Boykott jüdischer Geschäfte

Im Ausland häuften sich Berichte und Proteste gegen Terrormaßnahmen gegenüber den Juden. Die Nationalsozialisten sprachen von "Greuelpropaganda" und nahmen dies zum Anlass, reichsweit zum Boykott jüdischer Geschäfte aufzurufen.

Die Wochenzeitung der Kieler NSDAP, der "Volkskampf", war Hauptagitationsmittel der antijüdischen Propaganda. Nach mehreren Hetzartikeln veröffentlichte der nationalsozialistische Volkskampf am Vorabend des Boykott-Tages eine Liste der zu boykottierenden Geschäfte. Am 1. April, einem Sonnabend, bezogen schon vor 9 Uhr SS- und SA-Leute Posten vor den betroffenen Geschäften. Schaulustige Bürger zogen in die Innenstadt, um Zeugen der Ereignisse zu werden.

[Erfasste Daten]
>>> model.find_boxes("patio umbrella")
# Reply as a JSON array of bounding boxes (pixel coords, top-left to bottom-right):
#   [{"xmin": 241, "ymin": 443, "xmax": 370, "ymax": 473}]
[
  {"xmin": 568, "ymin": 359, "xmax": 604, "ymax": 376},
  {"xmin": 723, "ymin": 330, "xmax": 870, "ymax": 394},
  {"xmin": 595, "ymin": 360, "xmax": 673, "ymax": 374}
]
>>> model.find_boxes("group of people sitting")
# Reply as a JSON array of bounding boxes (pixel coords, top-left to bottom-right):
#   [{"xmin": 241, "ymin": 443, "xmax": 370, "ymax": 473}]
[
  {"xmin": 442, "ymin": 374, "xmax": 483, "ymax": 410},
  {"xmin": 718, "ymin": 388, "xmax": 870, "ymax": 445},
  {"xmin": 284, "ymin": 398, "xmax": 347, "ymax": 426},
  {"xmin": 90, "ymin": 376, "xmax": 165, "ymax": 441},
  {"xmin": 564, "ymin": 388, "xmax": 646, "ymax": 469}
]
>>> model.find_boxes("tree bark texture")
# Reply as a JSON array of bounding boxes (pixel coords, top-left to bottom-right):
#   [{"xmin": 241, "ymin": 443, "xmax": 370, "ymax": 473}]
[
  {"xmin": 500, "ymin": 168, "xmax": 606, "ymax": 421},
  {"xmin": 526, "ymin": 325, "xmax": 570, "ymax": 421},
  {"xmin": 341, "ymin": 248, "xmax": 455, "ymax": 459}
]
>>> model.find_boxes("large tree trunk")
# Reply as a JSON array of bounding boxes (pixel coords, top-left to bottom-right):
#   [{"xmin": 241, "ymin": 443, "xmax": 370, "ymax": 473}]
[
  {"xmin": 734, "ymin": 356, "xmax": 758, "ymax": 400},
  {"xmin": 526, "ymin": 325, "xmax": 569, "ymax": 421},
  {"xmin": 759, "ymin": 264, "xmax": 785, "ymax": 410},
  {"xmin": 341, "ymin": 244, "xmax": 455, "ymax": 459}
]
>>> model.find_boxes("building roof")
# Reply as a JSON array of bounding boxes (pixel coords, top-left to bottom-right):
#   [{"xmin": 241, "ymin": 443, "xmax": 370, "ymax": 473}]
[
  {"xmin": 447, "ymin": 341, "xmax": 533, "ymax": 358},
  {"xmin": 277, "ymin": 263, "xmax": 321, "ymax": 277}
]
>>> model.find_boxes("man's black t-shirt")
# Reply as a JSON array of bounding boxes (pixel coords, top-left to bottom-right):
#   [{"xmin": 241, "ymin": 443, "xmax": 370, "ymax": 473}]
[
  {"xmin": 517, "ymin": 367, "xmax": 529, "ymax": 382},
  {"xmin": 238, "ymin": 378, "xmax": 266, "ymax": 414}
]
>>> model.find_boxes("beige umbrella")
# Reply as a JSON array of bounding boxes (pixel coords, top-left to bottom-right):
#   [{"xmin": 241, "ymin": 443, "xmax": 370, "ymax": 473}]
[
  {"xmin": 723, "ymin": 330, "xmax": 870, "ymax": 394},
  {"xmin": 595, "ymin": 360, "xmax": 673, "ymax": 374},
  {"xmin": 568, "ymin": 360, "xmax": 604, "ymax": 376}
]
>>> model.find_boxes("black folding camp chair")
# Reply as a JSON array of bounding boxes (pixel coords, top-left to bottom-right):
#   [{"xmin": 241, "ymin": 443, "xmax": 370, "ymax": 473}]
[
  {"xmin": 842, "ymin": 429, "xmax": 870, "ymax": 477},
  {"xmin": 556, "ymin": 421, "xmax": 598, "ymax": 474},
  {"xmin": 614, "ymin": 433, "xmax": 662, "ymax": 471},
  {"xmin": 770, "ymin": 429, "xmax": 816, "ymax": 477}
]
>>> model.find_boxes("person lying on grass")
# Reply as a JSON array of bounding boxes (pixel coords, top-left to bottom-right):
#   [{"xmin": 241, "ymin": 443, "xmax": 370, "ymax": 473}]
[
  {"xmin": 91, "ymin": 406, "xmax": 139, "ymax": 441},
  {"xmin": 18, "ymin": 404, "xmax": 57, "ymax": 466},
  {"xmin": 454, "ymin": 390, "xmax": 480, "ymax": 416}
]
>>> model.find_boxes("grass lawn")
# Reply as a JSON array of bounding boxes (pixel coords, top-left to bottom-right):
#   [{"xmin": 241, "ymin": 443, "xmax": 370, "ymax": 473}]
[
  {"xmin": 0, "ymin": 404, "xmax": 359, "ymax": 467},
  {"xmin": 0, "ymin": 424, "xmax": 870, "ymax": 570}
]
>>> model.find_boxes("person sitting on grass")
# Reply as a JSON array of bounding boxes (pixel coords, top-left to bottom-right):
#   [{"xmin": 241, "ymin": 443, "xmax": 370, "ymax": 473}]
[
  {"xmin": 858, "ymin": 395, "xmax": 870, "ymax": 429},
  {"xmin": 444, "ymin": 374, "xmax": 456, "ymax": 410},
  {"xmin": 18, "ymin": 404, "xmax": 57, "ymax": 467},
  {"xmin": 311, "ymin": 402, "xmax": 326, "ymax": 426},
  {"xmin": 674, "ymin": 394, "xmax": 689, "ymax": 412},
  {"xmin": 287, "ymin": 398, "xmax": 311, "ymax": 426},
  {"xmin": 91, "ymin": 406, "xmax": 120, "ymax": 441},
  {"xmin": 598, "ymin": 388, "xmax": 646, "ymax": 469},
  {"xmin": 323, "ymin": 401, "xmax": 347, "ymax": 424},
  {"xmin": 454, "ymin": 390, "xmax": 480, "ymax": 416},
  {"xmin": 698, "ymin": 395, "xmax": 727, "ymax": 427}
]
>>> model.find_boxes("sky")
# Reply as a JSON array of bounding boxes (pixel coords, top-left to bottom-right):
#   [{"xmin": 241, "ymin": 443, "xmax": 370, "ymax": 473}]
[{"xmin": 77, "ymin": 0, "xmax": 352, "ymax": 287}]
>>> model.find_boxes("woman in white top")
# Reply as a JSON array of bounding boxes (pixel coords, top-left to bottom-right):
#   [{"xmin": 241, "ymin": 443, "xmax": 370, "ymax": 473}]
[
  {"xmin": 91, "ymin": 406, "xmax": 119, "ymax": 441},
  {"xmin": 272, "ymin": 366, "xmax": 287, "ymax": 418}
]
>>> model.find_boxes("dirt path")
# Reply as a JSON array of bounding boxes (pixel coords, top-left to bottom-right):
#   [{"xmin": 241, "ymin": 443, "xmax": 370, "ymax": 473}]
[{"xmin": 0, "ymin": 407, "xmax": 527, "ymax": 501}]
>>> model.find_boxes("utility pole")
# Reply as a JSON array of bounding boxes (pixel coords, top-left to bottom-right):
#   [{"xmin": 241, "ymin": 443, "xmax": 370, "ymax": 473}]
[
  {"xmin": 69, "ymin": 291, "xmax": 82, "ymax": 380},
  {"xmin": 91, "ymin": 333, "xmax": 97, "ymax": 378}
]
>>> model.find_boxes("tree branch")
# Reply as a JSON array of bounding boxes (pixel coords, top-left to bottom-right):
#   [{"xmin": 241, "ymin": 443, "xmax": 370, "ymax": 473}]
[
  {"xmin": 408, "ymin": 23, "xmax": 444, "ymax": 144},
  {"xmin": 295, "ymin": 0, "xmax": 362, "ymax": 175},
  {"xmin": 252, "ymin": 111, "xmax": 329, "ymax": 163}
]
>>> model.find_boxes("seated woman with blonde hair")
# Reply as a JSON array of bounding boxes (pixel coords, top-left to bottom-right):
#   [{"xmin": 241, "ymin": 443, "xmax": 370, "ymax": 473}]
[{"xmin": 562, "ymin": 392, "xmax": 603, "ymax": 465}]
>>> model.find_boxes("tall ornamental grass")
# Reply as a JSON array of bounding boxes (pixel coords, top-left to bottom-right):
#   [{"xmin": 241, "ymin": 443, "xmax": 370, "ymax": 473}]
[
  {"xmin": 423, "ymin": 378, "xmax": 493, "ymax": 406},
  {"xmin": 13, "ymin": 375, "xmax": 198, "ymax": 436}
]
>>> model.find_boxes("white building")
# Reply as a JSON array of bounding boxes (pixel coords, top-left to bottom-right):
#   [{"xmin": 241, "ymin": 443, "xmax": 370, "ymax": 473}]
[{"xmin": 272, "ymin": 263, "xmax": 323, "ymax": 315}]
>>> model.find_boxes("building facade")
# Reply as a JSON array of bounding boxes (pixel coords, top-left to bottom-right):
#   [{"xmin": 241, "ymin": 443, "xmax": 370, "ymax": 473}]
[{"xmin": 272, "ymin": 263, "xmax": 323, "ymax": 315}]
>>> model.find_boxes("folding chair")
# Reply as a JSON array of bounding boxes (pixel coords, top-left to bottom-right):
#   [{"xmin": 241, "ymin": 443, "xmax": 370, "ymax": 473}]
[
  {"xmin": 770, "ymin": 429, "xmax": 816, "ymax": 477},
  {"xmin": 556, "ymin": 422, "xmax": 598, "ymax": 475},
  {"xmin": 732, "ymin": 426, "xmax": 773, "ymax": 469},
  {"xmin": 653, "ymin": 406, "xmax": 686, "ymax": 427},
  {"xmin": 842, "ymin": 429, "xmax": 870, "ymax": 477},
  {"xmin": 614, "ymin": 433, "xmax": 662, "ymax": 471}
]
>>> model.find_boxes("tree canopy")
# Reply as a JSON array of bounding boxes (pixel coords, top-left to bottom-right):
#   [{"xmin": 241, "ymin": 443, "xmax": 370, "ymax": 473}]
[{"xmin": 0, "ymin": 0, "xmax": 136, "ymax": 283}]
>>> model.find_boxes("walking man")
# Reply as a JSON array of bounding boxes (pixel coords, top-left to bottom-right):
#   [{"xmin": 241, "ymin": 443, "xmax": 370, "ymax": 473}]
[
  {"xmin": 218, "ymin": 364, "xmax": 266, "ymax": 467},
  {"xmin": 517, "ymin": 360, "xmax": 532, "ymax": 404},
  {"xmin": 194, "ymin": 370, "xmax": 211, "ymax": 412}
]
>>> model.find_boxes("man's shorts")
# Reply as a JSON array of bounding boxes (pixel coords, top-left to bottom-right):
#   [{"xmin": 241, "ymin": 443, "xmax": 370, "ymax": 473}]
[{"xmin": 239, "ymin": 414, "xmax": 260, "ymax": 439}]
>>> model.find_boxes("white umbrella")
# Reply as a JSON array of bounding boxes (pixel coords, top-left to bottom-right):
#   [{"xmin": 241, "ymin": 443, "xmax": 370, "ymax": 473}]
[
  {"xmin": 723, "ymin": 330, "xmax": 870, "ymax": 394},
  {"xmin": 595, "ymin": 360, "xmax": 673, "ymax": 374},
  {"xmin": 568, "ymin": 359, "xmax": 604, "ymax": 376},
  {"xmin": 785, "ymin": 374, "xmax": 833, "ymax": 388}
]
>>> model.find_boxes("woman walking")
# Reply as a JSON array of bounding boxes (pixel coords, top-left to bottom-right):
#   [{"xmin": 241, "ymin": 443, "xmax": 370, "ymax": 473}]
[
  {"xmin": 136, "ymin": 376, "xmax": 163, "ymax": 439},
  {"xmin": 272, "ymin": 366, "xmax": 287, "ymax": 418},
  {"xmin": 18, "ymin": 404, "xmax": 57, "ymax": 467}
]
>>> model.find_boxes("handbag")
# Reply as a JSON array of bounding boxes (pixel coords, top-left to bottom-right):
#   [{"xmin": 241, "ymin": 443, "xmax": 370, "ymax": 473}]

**Aufgabe 1:** Wann bezogen laut dem Text über den Boykott jüdischer Geschäfte die SS- und SA-Leute Posten vor den betroffenen Geschäften?
**Aufgabe 2:** Gib den Abschnitt aus dem Text über den Boykott jüdischer Geschäfte wieder, der mit „Die Wochenzeitung der“ beginnt und mit „Ereignisse zu werden.“ endet. Ändere dabei „Sonnabend“ zu „Samstag“.
Die Einträge werden hierfür nicht gebraucht.

**Ergebnis 1:** Am 1. April, einem Sonnabend, schon vor 9 Uhr.

**Ergebnis 2:**
Die Wochenzeitung der Kieler NSDAP, der "Volkskampf", war Hauptagitationsmittel der antijüdischen Propaganda. Nach mehreren Hetzartikeln veröffentlichte der nationalsozialistische Volkskampf am Vorabend des Boykott-Tages eine Liste der zu boykottierenden Geschäfte. Am 1. April, einem Samstag, bezogen schon vor 9 Uhr SS- und SA-Leute Posten vor den betroffenen Geschäften. Schaulustige Bürger zogen in die Innenstadt, um Zeugen der Ereignisse zu werden.